Object position labeling entries

— START —

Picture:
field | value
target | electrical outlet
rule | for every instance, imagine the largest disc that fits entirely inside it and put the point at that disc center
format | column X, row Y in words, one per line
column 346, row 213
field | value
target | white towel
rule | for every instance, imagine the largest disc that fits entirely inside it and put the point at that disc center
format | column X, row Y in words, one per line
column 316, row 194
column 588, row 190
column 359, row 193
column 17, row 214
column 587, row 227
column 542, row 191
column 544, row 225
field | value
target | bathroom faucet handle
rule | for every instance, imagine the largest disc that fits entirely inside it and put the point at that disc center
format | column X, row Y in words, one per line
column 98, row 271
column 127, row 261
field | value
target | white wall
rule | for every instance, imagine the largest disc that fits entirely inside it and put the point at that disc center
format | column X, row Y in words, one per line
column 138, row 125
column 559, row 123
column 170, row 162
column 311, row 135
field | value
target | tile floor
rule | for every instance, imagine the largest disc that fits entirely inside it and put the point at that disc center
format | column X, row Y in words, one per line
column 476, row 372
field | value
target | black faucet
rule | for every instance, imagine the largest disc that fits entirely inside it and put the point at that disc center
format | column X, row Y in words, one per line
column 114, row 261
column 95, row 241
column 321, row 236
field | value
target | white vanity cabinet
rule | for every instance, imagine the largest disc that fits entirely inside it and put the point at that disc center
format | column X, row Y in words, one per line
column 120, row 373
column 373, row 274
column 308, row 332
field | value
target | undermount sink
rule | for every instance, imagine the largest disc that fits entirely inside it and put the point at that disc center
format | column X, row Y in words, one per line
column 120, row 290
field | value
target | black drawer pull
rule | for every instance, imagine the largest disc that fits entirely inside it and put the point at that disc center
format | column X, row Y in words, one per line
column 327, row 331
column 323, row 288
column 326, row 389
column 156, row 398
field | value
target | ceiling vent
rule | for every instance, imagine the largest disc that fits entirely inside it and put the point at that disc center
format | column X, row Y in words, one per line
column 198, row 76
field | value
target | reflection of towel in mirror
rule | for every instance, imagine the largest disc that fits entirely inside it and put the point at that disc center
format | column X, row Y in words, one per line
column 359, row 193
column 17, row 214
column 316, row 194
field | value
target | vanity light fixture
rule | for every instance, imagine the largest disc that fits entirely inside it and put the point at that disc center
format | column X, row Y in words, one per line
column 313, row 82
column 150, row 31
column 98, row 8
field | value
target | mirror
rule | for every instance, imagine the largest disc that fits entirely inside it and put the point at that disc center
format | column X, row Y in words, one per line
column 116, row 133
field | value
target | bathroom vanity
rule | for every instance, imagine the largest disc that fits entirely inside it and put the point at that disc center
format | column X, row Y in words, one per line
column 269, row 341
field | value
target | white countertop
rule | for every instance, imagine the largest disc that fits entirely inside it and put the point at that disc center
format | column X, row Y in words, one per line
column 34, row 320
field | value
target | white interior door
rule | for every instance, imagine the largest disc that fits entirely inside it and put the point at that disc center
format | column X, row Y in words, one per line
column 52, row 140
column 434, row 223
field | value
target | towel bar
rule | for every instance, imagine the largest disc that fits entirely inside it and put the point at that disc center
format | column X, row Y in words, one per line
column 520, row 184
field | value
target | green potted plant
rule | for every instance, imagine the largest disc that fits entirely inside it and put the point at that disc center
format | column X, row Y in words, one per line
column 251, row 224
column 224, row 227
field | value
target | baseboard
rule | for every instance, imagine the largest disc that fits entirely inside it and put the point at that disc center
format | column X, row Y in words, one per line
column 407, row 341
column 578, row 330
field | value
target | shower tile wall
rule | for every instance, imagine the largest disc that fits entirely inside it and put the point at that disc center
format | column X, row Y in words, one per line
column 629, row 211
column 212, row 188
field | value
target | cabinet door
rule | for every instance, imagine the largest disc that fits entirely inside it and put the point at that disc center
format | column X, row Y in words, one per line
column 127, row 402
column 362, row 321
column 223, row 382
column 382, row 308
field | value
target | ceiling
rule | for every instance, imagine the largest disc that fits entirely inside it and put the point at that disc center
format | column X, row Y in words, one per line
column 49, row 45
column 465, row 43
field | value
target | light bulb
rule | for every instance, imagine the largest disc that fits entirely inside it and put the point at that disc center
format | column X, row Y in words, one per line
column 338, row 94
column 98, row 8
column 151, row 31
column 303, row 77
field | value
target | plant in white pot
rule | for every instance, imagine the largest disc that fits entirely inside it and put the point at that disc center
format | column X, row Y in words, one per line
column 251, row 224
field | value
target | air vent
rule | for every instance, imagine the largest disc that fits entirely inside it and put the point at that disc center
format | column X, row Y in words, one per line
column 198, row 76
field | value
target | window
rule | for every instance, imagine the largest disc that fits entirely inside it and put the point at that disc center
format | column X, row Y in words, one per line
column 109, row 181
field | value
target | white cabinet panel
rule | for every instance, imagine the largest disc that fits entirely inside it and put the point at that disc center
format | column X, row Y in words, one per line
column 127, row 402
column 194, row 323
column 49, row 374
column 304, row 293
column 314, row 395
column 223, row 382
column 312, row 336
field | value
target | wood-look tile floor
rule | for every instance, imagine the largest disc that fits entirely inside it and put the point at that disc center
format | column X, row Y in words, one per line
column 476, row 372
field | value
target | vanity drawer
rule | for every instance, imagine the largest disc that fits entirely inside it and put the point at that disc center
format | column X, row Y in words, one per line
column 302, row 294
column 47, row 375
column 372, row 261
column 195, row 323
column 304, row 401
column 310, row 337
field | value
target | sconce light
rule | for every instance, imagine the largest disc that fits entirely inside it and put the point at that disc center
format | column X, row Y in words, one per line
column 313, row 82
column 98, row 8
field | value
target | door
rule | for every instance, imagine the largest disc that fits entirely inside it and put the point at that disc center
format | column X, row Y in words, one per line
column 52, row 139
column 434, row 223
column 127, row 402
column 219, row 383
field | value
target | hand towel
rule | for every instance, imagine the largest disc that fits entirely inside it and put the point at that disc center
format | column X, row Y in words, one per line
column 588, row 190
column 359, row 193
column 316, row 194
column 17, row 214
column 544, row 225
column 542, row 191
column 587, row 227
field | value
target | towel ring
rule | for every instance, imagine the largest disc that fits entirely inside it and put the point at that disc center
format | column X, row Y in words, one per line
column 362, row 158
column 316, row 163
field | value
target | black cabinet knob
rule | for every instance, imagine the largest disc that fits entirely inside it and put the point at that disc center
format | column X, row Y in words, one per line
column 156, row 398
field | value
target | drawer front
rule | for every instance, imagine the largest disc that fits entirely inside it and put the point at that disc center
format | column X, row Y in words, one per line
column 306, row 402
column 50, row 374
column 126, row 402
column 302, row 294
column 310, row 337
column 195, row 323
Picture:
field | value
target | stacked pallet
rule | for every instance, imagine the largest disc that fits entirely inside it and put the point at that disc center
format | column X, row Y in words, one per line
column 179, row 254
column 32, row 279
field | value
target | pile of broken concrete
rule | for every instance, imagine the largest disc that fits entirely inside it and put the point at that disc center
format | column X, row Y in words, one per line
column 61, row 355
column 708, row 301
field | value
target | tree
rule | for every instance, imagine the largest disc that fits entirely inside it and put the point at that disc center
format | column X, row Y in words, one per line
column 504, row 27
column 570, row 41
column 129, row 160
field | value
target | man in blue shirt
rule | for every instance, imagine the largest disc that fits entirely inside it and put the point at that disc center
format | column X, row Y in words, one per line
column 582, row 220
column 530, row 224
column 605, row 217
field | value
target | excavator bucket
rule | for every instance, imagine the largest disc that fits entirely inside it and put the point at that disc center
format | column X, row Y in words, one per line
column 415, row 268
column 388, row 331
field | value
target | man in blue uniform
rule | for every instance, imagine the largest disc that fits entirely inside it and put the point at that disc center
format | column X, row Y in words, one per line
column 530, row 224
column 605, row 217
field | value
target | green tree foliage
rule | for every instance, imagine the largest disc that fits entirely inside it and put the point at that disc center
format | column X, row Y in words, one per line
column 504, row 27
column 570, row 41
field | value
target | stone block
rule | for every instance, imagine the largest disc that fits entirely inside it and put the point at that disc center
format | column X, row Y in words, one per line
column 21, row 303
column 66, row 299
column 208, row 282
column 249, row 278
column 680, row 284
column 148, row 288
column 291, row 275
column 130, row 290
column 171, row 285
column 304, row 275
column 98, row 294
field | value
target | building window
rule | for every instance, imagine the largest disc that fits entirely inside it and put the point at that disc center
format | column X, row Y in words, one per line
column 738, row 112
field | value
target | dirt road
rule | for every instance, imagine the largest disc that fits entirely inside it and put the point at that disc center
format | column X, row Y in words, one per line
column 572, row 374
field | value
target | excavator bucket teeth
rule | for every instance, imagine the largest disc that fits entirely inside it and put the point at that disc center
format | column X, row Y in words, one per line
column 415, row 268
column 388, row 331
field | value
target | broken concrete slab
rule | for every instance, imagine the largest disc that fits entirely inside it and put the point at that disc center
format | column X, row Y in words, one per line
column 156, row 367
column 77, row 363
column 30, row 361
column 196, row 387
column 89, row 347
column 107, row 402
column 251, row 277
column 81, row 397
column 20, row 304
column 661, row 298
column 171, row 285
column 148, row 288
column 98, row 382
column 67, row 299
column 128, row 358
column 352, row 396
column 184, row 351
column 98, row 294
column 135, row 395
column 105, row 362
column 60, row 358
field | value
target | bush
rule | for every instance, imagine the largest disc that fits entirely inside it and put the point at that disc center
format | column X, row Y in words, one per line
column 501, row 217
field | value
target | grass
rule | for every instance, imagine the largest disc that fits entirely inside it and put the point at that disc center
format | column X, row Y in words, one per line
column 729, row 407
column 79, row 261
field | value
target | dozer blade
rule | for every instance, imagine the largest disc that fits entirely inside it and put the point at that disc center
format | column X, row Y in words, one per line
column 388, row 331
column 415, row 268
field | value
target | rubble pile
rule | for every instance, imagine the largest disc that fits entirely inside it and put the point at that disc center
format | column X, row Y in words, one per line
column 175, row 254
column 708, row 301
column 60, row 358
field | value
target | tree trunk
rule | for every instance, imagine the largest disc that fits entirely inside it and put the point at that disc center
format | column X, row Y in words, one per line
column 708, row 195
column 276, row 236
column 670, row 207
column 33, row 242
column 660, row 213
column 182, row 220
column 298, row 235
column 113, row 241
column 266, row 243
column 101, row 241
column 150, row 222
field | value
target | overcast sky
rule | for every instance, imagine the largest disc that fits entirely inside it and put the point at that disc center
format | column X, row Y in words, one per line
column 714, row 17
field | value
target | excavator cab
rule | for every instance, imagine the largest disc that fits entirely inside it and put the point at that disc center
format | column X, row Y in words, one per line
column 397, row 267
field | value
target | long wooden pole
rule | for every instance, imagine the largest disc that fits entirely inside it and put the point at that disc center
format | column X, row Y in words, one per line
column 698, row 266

— END —

- [What you will do]: Rewrite the items from the start of the items through the line that contains "column 321, row 236", changing every "disc" to "circle" and leaving everything else unchanged.

- [Output of the task]:
Picture:
field | value
target | electrical outlet
rule | for every instance, imagine the largest circle that fits entirely inside it and put the point at that circle center
format | column X, row Y in words, one per line
column 346, row 213
field | value
target | white towel
rule | for every instance, imagine the largest circle that fits entirely inside it and put the point at that circle center
format | column X, row Y in words, one per line
column 316, row 194
column 588, row 190
column 359, row 193
column 17, row 214
column 587, row 227
column 542, row 191
column 544, row 225
field | value
target | bathroom faucet handle
rule | for every instance, imagine the largest circle that fits entirely inside it and put the point at that circle center
format | column X, row Y in words, one per line
column 98, row 271
column 127, row 261
field | value
target | white wall
rule | for every instance, imagine the largest circle that fits entirely inside it and put the point at that circle center
format | column X, row Y in words, one per line
column 138, row 125
column 559, row 123
column 170, row 162
column 311, row 135
field | value
target | tile floor
rule | for every instance, imagine the largest circle that fits entirely inside it and put the point at that circle center
format | column X, row Y in words, one per line
column 476, row 372
field | value
target | black faucet
rule | for every instance, imagine the largest circle that fits entirely inside it and put the point at that circle center
format | column X, row Y in words, one per line
column 114, row 261
column 95, row 241
column 321, row 236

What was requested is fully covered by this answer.